What is being asked: Reproduce the stretch from "Fast forward to" through "preventing mitochondrial disease." in the text on pronuclear transfer below, word for word.

Study text:

═══

A Brief History
The first attempted pronuclear transfer procedures were performed on mice in the 1990s, suggesting the possibility of preventing the transmission of mutated mitochondrial DNA. However, it was not until 2003 that scientists at Sun Yat-Sen University in China attempted the procedure with human embryos. Although illegal in the United Kingdom and the United States, five genetically modified embryos were implanted into a woman. She became pregnant with twins after researchers selectively reduced the pregnancy by one fetus. However, after some months, the woman suffered miscarriages and lost both fetuses.
Fast forward to 2008, researchers at Newcastle University released the news that they had successfully transferred pronuclear DNA between very early human embryos. They arrested the embryos’ growth five days later so that the researchers could analyze them. A paper was subsequently published in 2010 that reported that the human embryos developed normally to the blastocyst stage in six to eight days after pronuclear transfer, making the procedure a success in preventing mitochondrial disease.
- In vitro fertilization techniques are used to create an embryo with the intended parents’ sperm and egg. The resulting embryo has the mother’s unhealthy mitochondria, found in the cytoplasm of her egg.
- At day one of embryonic development, while the embryo is still a single undivided cell, the two pronuclei, or unfused nuclei of the egg and sperm, are removed from the cell for transfer. Removal of the two pronuclei leaves behind almost all of the mother’s unhealthy nuclei. The cell without nuclei is then discarded.

═══

Records shown:
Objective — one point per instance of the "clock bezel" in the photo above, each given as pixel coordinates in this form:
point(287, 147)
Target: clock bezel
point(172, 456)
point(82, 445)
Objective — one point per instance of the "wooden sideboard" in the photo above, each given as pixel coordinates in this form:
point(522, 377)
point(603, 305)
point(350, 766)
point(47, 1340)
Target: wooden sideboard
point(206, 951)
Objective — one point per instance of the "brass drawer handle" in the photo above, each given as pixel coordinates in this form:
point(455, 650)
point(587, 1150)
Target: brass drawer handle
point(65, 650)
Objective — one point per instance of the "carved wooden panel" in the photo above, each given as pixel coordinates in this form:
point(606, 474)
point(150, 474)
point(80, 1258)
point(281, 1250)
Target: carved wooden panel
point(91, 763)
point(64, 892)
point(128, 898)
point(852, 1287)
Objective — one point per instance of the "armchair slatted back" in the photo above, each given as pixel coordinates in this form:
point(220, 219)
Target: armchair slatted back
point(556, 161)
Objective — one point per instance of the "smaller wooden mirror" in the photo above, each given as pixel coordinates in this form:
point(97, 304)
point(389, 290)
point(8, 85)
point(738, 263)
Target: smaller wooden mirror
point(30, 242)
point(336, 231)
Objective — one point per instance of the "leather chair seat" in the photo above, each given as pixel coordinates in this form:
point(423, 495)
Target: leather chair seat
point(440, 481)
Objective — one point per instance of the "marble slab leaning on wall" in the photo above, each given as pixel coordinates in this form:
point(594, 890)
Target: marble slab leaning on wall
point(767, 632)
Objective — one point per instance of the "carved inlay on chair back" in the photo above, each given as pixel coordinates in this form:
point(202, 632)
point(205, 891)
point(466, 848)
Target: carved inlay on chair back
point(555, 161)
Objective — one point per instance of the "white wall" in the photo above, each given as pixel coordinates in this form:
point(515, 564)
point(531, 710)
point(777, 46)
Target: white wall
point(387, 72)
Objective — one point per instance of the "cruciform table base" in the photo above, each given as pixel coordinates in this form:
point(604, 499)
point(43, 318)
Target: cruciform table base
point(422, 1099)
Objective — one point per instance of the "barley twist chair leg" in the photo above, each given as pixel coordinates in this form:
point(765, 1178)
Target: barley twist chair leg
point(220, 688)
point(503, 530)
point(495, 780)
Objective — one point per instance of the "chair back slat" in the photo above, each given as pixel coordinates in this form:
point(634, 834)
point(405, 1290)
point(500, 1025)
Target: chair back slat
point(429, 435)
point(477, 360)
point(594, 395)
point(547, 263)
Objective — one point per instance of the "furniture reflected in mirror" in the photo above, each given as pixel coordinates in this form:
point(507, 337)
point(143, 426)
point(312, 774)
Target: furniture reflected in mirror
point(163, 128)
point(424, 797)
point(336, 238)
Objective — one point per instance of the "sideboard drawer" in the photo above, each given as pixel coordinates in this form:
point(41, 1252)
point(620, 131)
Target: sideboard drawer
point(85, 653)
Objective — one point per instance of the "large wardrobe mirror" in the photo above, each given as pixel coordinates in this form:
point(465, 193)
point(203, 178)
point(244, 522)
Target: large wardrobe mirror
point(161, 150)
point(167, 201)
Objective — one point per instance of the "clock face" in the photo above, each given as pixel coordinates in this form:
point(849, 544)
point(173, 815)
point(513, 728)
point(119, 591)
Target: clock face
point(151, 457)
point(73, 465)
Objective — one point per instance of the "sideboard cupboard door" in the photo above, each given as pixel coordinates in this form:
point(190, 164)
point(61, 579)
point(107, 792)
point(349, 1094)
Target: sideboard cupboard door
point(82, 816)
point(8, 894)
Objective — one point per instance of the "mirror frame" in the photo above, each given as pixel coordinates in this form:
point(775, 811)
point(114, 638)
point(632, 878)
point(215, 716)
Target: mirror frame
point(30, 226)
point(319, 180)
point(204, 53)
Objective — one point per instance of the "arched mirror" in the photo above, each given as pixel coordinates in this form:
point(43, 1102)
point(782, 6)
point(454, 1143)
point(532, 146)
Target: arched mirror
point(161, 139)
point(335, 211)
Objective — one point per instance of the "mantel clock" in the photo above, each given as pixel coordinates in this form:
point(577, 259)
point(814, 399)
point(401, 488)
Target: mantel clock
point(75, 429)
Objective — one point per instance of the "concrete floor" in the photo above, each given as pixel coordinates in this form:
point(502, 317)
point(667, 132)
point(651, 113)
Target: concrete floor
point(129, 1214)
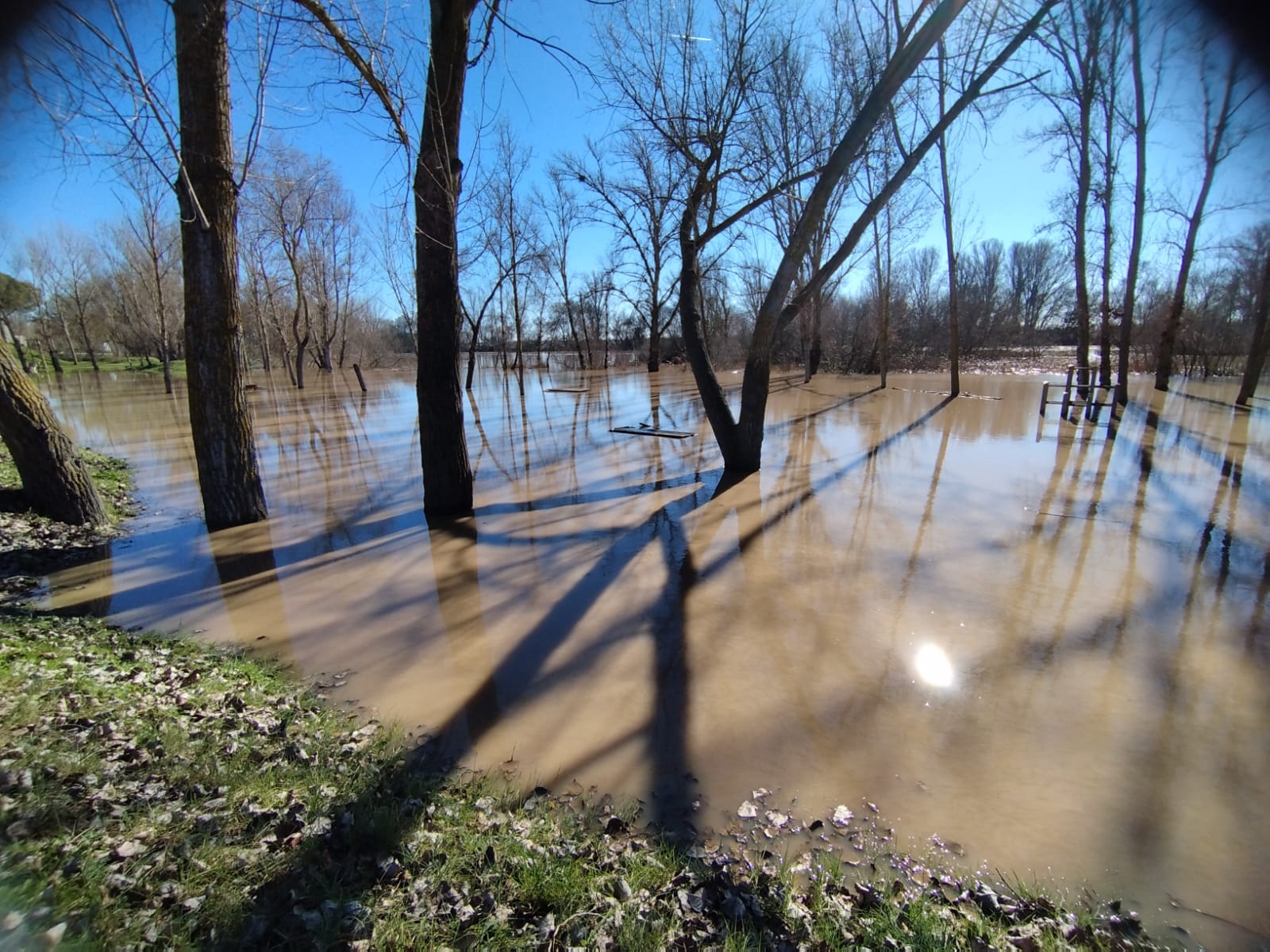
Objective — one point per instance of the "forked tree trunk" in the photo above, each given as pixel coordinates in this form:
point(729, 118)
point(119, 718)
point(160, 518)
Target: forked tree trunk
point(54, 479)
point(219, 416)
point(448, 475)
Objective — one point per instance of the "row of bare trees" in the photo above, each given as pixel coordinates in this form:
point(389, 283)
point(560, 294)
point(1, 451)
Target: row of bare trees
point(302, 272)
point(740, 133)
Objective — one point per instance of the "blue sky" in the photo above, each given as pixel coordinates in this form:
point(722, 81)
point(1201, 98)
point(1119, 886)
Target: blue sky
point(1006, 188)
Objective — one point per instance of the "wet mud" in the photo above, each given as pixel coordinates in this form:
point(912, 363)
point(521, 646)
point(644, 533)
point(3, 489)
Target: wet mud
point(1047, 643)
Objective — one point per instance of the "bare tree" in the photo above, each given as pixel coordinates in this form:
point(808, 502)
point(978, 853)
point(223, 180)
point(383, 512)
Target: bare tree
point(54, 478)
point(435, 154)
point(221, 423)
point(1138, 124)
point(83, 65)
point(148, 251)
point(1035, 286)
point(563, 215)
point(1260, 342)
point(286, 200)
point(512, 235)
point(633, 190)
point(1229, 90)
point(1076, 38)
point(17, 298)
point(694, 105)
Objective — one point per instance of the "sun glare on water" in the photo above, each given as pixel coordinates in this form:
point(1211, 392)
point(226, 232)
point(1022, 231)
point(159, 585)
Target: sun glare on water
point(933, 666)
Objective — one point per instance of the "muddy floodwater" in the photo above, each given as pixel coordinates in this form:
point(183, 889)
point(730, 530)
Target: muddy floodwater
point(1045, 645)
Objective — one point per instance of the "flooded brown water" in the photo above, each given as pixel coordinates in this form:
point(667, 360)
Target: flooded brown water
point(1045, 645)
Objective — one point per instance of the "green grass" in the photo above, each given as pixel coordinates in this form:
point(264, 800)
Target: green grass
point(159, 791)
point(107, 365)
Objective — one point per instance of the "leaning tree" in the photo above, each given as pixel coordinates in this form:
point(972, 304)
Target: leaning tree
point(695, 101)
point(55, 482)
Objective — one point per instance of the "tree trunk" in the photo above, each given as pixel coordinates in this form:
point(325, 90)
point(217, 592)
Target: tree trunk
point(1260, 340)
point(654, 340)
point(1105, 317)
point(954, 330)
point(1140, 209)
point(55, 482)
point(219, 416)
point(715, 404)
point(88, 343)
point(302, 347)
point(448, 476)
point(67, 333)
point(1172, 323)
point(1083, 178)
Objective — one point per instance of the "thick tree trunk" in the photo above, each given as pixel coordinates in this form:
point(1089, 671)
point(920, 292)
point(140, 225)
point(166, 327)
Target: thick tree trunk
point(219, 416)
point(54, 479)
point(1260, 340)
point(448, 476)
point(713, 399)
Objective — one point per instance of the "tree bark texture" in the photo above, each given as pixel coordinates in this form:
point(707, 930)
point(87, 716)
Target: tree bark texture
point(1140, 206)
point(1260, 340)
point(219, 416)
point(54, 479)
point(448, 475)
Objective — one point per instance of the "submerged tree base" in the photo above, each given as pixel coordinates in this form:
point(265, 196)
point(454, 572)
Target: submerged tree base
point(159, 791)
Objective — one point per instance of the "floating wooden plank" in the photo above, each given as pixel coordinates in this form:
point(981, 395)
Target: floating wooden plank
point(652, 432)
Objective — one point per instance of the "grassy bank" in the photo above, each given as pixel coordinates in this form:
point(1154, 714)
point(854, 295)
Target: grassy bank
point(159, 791)
point(106, 365)
point(163, 793)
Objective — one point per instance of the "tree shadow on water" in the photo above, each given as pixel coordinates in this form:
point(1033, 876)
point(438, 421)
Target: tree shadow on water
point(343, 863)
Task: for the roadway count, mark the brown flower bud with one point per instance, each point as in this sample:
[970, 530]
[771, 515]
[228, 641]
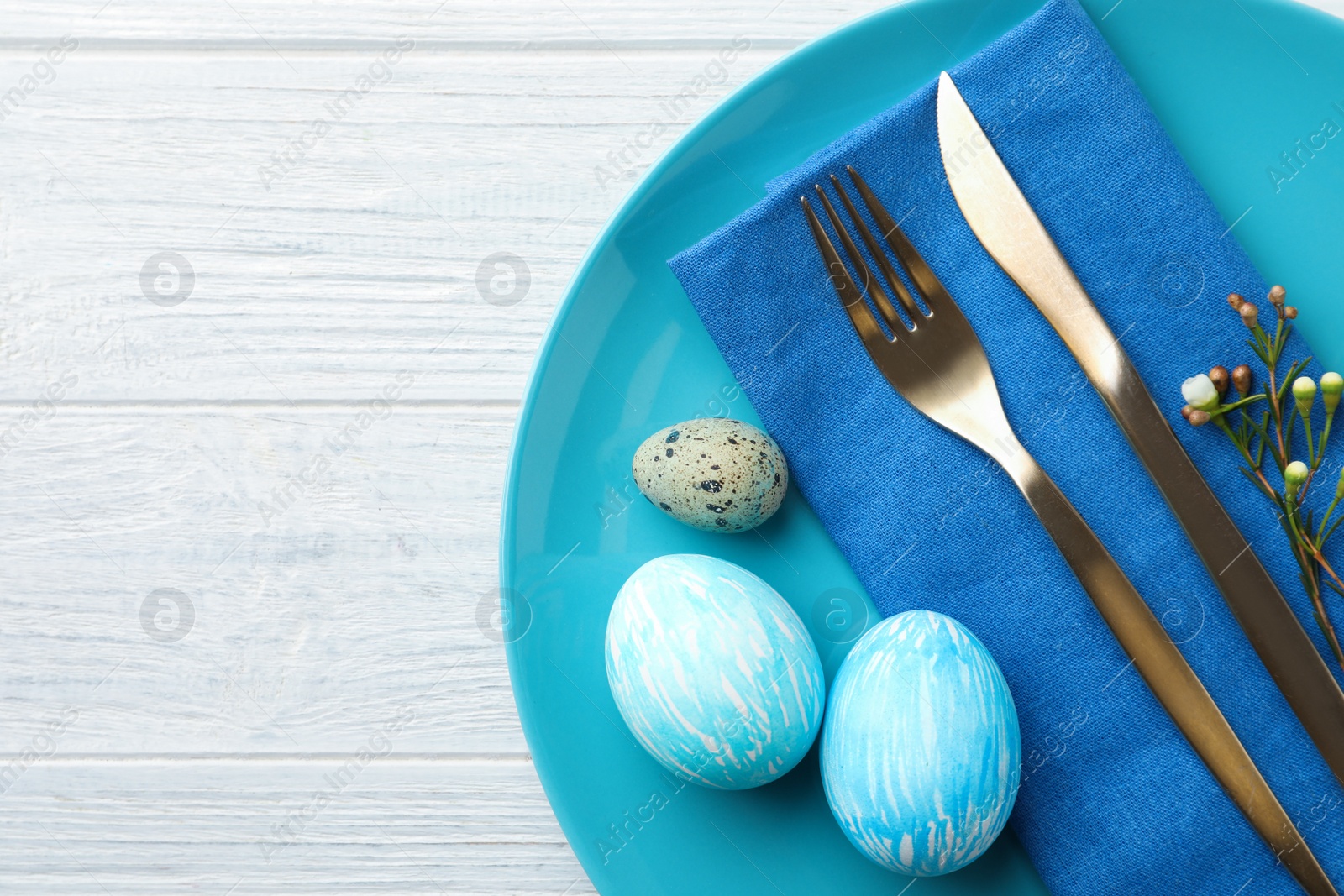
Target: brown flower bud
[1220, 376]
[1242, 379]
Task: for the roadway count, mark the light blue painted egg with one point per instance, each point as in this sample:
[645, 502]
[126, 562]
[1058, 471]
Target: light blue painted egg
[921, 752]
[714, 672]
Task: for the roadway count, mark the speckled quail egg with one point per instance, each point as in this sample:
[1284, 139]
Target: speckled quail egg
[716, 474]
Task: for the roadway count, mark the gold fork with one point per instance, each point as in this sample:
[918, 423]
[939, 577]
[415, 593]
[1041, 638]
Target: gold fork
[937, 363]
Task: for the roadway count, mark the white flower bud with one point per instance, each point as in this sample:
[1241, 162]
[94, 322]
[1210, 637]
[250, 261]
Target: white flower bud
[1200, 392]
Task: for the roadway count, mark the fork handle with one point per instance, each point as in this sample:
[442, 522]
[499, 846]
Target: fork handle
[1166, 671]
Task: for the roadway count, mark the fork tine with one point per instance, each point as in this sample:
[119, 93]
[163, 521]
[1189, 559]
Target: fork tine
[850, 295]
[931, 288]
[866, 275]
[884, 262]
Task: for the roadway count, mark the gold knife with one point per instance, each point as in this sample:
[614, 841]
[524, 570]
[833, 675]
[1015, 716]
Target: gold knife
[1008, 228]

═══

Your response:
Fast forward to 2008, researchers at Newcastle University released the news that they had successfully transferred pronuclear DNA between very early human embryos. They arrested the embryos’ growth five days later so that the researchers could analyze them. A paper was subsequently published in 2010 that reported that the human embryos developed normally to the blastocyst stage in six to eight days after pronuclear transfer, making the procedure a success in preventing mitochondrial disease.